Retype each of the items below word for word, and leave the pictures out of your copy.

[start Material to process]

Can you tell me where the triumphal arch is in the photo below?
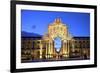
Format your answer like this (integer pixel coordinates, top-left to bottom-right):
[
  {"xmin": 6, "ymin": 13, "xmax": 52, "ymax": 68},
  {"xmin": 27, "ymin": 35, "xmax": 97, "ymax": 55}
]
[{"xmin": 40, "ymin": 18, "xmax": 73, "ymax": 60}]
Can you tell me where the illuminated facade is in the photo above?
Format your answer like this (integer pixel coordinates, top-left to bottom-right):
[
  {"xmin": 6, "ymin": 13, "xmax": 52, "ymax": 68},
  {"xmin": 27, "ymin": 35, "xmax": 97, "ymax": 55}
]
[{"xmin": 21, "ymin": 18, "xmax": 90, "ymax": 62}]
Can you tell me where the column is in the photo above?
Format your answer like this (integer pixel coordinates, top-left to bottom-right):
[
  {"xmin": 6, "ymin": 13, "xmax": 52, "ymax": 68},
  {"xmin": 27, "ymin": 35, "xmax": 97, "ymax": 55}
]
[
  {"xmin": 39, "ymin": 40, "xmax": 42, "ymax": 59},
  {"xmin": 46, "ymin": 41, "xmax": 48, "ymax": 59}
]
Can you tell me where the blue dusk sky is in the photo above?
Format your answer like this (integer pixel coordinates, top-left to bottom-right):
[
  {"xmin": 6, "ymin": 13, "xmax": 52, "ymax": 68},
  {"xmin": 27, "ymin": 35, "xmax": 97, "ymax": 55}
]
[{"xmin": 21, "ymin": 10, "xmax": 90, "ymax": 36}]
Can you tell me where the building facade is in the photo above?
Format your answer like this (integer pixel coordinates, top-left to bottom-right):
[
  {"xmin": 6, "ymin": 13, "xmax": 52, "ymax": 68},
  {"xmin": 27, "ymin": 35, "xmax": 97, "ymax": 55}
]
[{"xmin": 21, "ymin": 18, "xmax": 90, "ymax": 62}]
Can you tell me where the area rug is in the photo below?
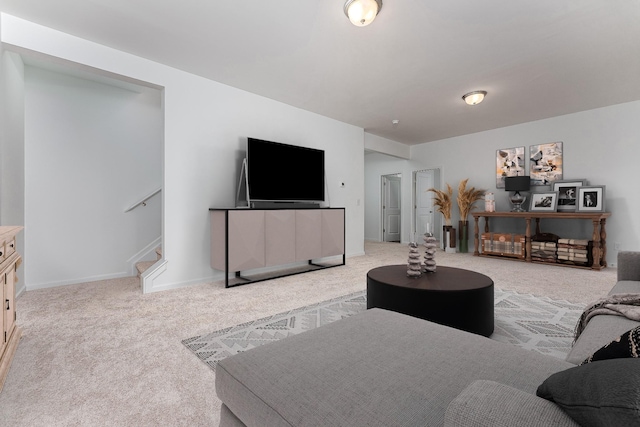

[end Material to process]

• [Correct answer]
Can you tell me where the triumphal arch is in the photo below?
Format your answer like this (integer pixel coordinates, top-left to bottom-right):
[
  {"xmin": 6, "ymin": 13, "xmax": 52, "ymax": 68},
  {"xmin": 27, "ymin": 35, "xmax": 97, "ymax": 55}
]
[{"xmin": 40, "ymin": 18, "xmax": 73, "ymax": 60}]
Can you tell me where the illuminated facade is in the photo above?
Format your answer like this (integer pixel coordinates, top-left to bottom-right):
[
  {"xmin": 6, "ymin": 13, "xmax": 52, "ymax": 68},
  {"xmin": 27, "ymin": 35, "xmax": 97, "ymax": 55}
]
[{"xmin": 21, "ymin": 18, "xmax": 90, "ymax": 62}]
Can you tell me where the column is in the photo above?
Format your answer like this (integer pixel coordinates, top-left to bottom-right):
[
  {"xmin": 6, "ymin": 13, "xmax": 52, "ymax": 68},
  {"xmin": 27, "ymin": 35, "xmax": 97, "ymax": 55}
]
[
  {"xmin": 39, "ymin": 40, "xmax": 42, "ymax": 59},
  {"xmin": 46, "ymin": 41, "xmax": 48, "ymax": 59}
]
Can you tell me where the blue dusk sky is in the photo above?
Format your answer like this (integer pixel coordinates, top-left to bottom-right):
[
  {"xmin": 6, "ymin": 13, "xmax": 52, "ymax": 68},
  {"xmin": 27, "ymin": 35, "xmax": 97, "ymax": 55}
]
[{"xmin": 21, "ymin": 10, "xmax": 90, "ymax": 36}]
Can you tell me where the building facade is in the photo above?
Format your answer like this (integer pixel coordinates, top-left to bottom-right):
[
  {"xmin": 6, "ymin": 13, "xmax": 52, "ymax": 68},
  {"xmin": 27, "ymin": 35, "xmax": 97, "ymax": 55}
]
[{"xmin": 21, "ymin": 18, "xmax": 90, "ymax": 62}]
Can you tell me where the area rug is in the photo below?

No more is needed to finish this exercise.